When you print the material, keep every line identical to the original.
%%
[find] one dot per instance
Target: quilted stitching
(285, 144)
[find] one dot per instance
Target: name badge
%%
- _TASK ANSWER_:
[find] one dot per instance
Target: quilted stitching
(285, 144)
[find] one dot per instance
Target: name badge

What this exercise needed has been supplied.